Copy out the listing word for word, from its first line through the line holding "top-left (444, 210), bottom-right (474, 226)", with that line included.

Items from a dataset
>> start

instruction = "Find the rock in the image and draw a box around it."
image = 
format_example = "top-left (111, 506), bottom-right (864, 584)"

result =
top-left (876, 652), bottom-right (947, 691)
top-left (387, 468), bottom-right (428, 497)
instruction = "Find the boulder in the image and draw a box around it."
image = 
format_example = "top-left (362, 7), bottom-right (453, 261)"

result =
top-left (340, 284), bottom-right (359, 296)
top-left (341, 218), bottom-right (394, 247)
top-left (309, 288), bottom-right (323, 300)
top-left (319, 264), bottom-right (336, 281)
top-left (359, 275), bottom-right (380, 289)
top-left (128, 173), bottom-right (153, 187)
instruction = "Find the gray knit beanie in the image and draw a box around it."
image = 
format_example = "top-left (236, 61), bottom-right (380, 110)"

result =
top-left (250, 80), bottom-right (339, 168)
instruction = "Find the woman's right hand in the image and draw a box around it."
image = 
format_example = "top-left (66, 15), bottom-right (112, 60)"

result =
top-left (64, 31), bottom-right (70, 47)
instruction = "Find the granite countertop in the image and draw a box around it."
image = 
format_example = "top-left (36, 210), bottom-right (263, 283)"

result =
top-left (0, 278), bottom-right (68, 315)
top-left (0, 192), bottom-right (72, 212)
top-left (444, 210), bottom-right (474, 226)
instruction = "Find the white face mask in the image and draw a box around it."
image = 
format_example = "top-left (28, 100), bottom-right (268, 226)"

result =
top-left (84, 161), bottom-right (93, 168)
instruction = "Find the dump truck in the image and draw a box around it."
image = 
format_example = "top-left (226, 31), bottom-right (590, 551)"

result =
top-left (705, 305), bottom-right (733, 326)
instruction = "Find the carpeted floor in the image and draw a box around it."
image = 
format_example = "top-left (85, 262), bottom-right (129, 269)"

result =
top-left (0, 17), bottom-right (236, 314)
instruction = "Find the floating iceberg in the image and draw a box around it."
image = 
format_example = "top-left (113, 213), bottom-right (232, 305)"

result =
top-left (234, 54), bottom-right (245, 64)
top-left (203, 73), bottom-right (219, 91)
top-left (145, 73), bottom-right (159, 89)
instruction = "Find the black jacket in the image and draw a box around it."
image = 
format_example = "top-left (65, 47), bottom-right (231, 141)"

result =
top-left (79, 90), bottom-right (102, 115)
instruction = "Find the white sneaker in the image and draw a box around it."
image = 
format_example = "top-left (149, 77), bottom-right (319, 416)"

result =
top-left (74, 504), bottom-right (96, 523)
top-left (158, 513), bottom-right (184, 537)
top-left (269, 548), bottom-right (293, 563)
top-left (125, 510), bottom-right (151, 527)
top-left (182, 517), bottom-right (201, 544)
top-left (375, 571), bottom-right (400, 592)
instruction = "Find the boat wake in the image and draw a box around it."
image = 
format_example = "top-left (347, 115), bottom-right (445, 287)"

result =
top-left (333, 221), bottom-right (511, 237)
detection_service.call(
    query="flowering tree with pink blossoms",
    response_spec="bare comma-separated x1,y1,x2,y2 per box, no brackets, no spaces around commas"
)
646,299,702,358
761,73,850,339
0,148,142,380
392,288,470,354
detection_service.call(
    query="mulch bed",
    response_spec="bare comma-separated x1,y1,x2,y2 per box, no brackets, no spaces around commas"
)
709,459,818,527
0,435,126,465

>> end

Full output:
instruction = "Find the rock in the image and draw a box around it."
image = 
format_example = "top-left (111, 506), bottom-right (864, 584)"

result =
top-left (876, 652), bottom-right (947, 691)
top-left (387, 468), bottom-right (428, 497)
instruction = "Find the boulder in the image and draw a box around it."
image = 
format_example = "top-left (362, 7), bottom-right (453, 261)"

result =
top-left (340, 284), bottom-right (359, 296)
top-left (341, 218), bottom-right (394, 247)
top-left (309, 288), bottom-right (323, 300)
top-left (319, 264), bottom-right (336, 281)
top-left (359, 275), bottom-right (380, 289)
top-left (128, 173), bottom-right (153, 187)
instruction = "Find the gray knit beanie in the image and draw a box around it."
image = 
format_example = "top-left (236, 61), bottom-right (380, 110)"

result =
top-left (250, 80), bottom-right (339, 168)
instruction = "Find the woman's right hand in the image and draw a box around it."
image = 
format_example = "top-left (66, 15), bottom-right (112, 60)"

result =
top-left (64, 31), bottom-right (70, 47)
instruction = "Find the granite countertop in the image and draw a box around it."
image = 
format_example = "top-left (36, 210), bottom-right (263, 283)"

result =
top-left (0, 278), bottom-right (68, 315)
top-left (0, 192), bottom-right (72, 212)
top-left (444, 210), bottom-right (474, 226)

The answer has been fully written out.